Translate this sentence from the Michigan congressional election results into Spanish: "The incumbent was Republican John Moolenaar, who had represented the district since 2015."

[DOCUMENT SEGMENT]
•••••
Republican primary results
| Party |  | Candidate | Votes | % |
|---|---|---|---|---|
|  | Republican | Justin Amash (incumbent) | 69,817 | 99.9 |
|  | Republican | Joe Farrington (write-in) | 52 | 0.1 |
| Total votes |  |  | 69,869 | 100.0 |

===Democratic primary===
====Candidates====
=====Nominee=====
- Cathy Albro, educator

=====Eliminated in primary=====
- Fred Wooden, pastor

====Primary results====

Democratic primary results
| Party |  | Candidate | Votes | % |
|---|---|---|---|---|
|  | Democratic | Cathy Albro | 42,619 | 68.2 |
|  | Democratic | Fred Wooden | 19,903 | 31.8 |
| Total votes |  |  | 62,522 | 100.0 |

===General election===
====Predictions====

| Source | Ranking | As of |
|---|---|---|
| The Cook Political Report | Likely R | November 5, 2018 |
| Inside Elections | Safe R | November 5, 2018 |
| Sabato's Crystal Ball | Likely R | November 5, 2018 |
| RCP | Safe R | November 5, 2018 |
| Daily Kos | Safe R | November 5, 2018 |
| 538 | Safe R | November 7, 2018 |

====Results====

Michigan's 3rd congressional district, 2018
| Party |  | Candidate | Votes | % |
|---|---|---|---|---|
|  | Republican | Justin Amash (incumbent) | 169,107 | 54.4 |
|  | Democratic | Cathy Albro | 134,185 | 43.2 |
|  | Constitution | Ted Gerrard | 7,445 | 2.4 |
|  | Independent | Joe Farrington (write-in) | 3 | 0.0 |
| Total votes |  |  | 310,740 | 100.0 |
|  | Republican hold |  |  |  |

==District 4==

The 4th district is located in Northern and Central Michigan including portions of the Tri-Cities region, specifically Midland, other cities include Mount Pleasant and the northern suburbs of Lansing. This district had a PVI of R+10. The incumbent was Republican John Moolenaar, who had represented the district since 2015. He was re-elected to a second term with 62% of the vote in 2016.
•••••
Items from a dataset
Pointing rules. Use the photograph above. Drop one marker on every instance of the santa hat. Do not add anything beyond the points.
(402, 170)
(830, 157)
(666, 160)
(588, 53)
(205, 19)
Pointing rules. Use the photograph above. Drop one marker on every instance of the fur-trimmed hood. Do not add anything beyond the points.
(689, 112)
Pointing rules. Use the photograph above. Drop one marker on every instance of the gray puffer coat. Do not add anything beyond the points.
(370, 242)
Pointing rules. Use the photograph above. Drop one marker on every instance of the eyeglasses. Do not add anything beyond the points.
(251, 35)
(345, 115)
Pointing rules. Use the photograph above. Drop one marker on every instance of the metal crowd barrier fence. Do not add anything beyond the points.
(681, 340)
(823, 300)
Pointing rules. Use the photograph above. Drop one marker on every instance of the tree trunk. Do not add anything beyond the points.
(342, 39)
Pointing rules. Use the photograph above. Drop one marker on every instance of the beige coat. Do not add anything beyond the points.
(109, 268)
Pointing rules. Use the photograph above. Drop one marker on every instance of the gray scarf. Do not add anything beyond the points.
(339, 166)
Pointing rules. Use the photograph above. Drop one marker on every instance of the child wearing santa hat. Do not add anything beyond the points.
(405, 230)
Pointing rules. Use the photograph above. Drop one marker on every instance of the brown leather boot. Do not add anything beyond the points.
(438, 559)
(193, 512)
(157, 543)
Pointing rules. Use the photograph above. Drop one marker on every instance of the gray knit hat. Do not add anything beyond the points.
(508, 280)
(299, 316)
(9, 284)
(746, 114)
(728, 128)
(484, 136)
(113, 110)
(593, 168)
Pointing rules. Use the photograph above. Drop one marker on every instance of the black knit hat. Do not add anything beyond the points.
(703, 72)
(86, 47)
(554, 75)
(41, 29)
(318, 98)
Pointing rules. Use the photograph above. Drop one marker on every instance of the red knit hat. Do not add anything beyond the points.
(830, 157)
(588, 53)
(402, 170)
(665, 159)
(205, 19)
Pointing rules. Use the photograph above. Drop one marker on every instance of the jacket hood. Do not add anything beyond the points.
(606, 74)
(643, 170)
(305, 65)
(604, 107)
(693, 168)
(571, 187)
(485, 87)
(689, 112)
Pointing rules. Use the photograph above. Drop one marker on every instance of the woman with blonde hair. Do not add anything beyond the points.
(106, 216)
•••••
[SOLVED PROBLEM] El titular era el republicano John Moolenaar, quien había representado al distrito desde 2015.